§ **Work required**:
Copy out all of the lines below exactly; the pictures do not belong in the copy.

§ **Provided information**:
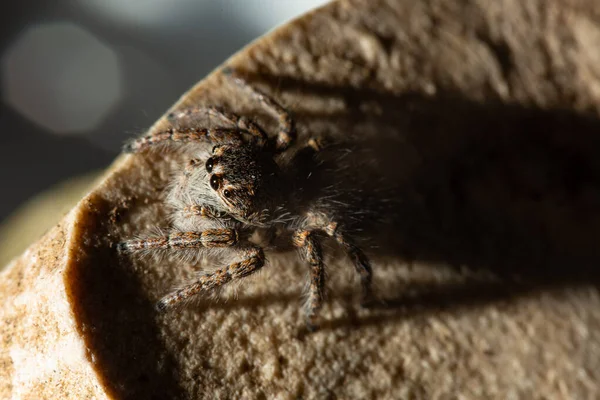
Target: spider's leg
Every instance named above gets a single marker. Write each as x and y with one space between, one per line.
185 135
242 123
204 211
362 265
183 240
309 244
286 134
253 260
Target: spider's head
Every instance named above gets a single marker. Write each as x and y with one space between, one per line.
244 179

§ **Output**:
Target: spider's leg
Every instance named above gets a single marker. Write each as x and y with one space between, one per line.
185 135
242 123
204 211
362 265
183 240
309 244
286 134
253 260
Target: spider's head
Every instance named above gets a single marker. Write each as x and y with one space between, one per line.
244 179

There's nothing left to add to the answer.